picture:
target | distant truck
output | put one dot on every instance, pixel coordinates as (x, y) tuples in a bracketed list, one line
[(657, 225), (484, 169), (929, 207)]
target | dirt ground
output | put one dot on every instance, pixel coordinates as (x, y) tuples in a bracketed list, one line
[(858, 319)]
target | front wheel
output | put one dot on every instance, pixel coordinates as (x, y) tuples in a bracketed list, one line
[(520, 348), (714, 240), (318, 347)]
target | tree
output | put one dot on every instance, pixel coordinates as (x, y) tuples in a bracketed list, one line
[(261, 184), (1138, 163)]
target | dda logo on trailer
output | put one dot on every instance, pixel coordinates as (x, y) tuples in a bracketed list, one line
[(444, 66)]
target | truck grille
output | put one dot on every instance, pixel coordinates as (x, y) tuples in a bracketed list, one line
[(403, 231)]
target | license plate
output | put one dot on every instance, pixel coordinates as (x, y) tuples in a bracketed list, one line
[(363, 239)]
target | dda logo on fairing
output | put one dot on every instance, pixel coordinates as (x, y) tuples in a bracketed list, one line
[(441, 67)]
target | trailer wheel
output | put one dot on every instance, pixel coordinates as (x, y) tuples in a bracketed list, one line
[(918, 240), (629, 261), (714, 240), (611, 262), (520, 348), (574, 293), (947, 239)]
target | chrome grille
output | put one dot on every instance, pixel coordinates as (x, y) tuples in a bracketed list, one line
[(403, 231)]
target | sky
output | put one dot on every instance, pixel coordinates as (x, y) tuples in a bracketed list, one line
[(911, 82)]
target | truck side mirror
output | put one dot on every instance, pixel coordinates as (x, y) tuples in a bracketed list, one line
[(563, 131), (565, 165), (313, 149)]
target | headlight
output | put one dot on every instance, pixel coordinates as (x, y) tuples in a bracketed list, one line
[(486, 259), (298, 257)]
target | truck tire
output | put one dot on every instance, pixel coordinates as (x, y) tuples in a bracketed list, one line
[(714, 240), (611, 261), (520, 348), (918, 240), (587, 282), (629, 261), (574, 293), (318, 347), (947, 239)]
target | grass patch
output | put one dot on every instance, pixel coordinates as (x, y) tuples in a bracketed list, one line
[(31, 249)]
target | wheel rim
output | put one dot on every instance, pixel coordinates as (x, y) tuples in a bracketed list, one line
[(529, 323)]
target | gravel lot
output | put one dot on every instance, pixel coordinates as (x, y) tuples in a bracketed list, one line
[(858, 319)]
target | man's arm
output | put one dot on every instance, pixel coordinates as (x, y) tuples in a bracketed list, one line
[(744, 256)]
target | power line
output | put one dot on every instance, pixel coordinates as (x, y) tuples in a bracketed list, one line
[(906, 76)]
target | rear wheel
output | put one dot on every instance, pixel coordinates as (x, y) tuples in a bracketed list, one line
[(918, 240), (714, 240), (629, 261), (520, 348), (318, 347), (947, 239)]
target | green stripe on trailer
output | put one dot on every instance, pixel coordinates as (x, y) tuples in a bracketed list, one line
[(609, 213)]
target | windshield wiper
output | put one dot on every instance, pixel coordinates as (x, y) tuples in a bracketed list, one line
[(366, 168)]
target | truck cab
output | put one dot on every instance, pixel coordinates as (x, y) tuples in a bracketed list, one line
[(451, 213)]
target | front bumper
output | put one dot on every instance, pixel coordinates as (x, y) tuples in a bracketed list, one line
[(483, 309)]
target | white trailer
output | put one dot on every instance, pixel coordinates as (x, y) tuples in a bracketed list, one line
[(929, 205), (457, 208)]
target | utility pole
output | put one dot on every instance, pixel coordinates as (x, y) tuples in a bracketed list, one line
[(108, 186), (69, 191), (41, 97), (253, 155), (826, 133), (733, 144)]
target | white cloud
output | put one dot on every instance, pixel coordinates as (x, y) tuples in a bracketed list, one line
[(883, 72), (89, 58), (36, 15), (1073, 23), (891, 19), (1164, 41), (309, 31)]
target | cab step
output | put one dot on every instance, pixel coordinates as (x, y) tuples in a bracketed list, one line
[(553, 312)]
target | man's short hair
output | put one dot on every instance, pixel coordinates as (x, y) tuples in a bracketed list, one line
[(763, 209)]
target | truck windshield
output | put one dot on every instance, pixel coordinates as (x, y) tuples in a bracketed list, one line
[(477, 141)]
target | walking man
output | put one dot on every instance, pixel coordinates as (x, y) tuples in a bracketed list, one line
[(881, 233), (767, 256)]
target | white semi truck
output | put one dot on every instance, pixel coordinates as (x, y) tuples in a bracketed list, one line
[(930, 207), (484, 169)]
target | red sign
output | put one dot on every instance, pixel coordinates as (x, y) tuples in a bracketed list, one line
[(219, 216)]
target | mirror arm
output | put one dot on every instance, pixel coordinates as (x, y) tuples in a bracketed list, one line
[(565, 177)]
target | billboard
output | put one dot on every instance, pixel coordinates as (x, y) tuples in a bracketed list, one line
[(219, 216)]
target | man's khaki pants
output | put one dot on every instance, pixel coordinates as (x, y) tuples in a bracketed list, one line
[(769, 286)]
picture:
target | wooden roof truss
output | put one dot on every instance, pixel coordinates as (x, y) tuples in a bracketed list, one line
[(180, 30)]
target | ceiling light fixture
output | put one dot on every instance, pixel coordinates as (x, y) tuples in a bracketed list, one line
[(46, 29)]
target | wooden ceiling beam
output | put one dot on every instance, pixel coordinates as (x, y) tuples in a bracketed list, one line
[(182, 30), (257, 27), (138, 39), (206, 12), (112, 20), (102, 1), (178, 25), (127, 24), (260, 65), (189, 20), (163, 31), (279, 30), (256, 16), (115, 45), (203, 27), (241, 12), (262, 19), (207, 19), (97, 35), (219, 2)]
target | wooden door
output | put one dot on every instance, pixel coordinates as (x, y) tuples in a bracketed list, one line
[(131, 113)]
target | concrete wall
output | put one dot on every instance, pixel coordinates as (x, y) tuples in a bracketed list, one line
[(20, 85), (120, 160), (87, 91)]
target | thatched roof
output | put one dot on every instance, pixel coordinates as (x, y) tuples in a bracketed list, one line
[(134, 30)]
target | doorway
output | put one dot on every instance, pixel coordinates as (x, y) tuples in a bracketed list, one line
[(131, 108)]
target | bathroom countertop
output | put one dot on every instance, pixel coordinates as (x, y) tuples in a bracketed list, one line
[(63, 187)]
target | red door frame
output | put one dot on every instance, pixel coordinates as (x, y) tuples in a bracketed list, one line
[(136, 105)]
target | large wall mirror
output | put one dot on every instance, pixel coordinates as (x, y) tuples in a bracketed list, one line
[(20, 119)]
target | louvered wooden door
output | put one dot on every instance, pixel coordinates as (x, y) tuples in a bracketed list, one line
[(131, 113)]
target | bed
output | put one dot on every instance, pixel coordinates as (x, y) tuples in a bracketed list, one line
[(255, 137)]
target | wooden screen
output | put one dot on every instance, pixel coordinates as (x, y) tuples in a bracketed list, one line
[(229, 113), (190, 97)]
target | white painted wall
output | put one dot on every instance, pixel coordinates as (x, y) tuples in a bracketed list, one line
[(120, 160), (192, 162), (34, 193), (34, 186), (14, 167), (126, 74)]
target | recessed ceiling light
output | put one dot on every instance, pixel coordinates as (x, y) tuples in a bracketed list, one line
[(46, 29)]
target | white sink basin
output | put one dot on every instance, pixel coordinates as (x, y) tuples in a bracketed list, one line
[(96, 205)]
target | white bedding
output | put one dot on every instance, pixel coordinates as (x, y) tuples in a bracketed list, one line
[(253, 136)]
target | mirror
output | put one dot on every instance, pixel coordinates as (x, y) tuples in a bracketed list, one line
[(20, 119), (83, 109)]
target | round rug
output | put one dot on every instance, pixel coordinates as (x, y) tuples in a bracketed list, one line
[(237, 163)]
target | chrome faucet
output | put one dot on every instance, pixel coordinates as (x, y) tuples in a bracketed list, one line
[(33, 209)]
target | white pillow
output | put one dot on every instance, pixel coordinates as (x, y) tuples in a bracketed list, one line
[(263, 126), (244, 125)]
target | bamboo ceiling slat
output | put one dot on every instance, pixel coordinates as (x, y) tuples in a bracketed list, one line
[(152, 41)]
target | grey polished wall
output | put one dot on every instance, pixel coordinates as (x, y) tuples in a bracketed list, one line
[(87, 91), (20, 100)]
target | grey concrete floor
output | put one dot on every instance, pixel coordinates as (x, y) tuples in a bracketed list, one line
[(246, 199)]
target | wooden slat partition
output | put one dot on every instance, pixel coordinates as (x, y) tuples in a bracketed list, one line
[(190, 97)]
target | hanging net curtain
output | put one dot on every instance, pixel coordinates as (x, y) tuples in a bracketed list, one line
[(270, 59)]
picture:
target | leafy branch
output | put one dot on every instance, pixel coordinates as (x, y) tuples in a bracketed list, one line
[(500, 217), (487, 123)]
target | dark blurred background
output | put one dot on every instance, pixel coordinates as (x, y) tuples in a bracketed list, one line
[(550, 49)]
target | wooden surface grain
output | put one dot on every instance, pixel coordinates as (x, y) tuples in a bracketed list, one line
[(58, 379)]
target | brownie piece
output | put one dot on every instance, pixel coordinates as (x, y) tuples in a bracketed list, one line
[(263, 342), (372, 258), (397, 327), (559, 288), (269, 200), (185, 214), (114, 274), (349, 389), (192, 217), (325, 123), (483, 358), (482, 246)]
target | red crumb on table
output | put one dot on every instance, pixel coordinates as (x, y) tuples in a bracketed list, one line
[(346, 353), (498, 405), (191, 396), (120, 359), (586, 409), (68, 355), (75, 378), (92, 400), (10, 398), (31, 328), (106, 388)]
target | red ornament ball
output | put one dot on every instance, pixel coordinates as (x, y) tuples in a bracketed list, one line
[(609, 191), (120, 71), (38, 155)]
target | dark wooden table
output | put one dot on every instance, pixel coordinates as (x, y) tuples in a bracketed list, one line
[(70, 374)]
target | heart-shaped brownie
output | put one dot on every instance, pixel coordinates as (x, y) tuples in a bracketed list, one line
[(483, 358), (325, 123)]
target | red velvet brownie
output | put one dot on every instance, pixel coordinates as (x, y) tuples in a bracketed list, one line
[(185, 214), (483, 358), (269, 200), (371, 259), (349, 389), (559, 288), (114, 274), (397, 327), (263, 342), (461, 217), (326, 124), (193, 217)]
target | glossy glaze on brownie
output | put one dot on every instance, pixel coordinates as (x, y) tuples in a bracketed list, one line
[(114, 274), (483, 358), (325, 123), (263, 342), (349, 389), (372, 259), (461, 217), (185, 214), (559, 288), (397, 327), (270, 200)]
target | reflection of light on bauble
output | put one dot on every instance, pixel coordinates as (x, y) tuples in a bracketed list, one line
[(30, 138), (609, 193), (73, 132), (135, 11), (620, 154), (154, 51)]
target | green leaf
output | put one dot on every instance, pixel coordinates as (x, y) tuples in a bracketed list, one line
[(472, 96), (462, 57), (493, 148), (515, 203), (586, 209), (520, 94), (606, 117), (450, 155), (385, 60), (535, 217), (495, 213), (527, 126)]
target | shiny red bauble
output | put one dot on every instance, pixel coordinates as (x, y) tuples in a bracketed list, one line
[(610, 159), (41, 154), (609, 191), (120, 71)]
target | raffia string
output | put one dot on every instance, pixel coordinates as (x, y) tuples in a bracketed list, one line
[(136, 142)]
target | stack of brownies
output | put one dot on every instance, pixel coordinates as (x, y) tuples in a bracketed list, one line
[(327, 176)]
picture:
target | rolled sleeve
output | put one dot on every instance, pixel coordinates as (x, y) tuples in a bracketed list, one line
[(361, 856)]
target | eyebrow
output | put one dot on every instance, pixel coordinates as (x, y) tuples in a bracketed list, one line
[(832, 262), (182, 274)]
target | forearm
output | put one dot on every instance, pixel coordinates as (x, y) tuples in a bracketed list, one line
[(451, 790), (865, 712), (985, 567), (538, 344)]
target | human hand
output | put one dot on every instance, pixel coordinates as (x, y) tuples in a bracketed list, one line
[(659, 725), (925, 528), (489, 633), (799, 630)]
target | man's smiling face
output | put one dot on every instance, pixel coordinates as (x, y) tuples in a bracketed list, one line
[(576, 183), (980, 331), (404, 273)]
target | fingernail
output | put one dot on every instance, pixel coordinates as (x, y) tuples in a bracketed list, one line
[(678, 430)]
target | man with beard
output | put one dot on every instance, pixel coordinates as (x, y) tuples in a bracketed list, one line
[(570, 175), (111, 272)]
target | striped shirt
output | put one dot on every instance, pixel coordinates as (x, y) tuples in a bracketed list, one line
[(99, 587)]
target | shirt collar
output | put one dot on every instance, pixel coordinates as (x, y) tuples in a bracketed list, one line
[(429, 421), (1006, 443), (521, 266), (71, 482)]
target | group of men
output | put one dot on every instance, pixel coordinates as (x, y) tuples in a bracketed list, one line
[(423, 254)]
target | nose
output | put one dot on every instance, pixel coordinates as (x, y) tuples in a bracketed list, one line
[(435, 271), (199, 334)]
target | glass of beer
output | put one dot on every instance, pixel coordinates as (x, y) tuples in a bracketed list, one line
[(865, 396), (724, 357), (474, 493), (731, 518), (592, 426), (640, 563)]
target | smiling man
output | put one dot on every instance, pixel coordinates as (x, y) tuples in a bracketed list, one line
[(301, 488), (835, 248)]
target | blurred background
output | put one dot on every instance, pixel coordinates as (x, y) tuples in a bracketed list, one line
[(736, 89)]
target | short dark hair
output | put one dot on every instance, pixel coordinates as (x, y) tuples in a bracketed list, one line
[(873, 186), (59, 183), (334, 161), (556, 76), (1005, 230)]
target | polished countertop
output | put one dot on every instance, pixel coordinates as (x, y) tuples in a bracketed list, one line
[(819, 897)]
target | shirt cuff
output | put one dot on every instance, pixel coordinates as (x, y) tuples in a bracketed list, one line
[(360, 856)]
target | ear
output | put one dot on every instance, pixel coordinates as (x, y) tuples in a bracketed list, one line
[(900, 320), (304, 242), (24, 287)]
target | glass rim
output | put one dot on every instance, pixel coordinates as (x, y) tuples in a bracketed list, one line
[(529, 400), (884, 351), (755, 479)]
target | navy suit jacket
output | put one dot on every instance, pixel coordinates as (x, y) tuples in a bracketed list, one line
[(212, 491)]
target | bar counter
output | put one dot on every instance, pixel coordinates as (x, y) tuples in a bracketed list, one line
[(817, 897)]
****************************************
▸ **What needs to be done**:
Rewrite the stretch of the listing from the line containing "target | striped shirt" through the line containing "[(423, 254)]", keeping every line. Shift each x and y coordinate in the bracketed answers by adding -105 to it.

▸ **Response for this exercise**:
target | striped shirt
output | put one dot on every instance, pixel coordinates as (x, y) tuples in a bracketed list, one line
[(-6, 482)]
target | shirt collar
output | put one dot on every instance, pixel coordinates as (x, y) tuples in a bracketed list, one line
[(324, 316), (901, 338), (416, 161), (-34, 377)]
target | group of men
output | put one dot on every instance, pixel coordinates as (x, y) tuples in a bracketed list, one line
[(318, 149)]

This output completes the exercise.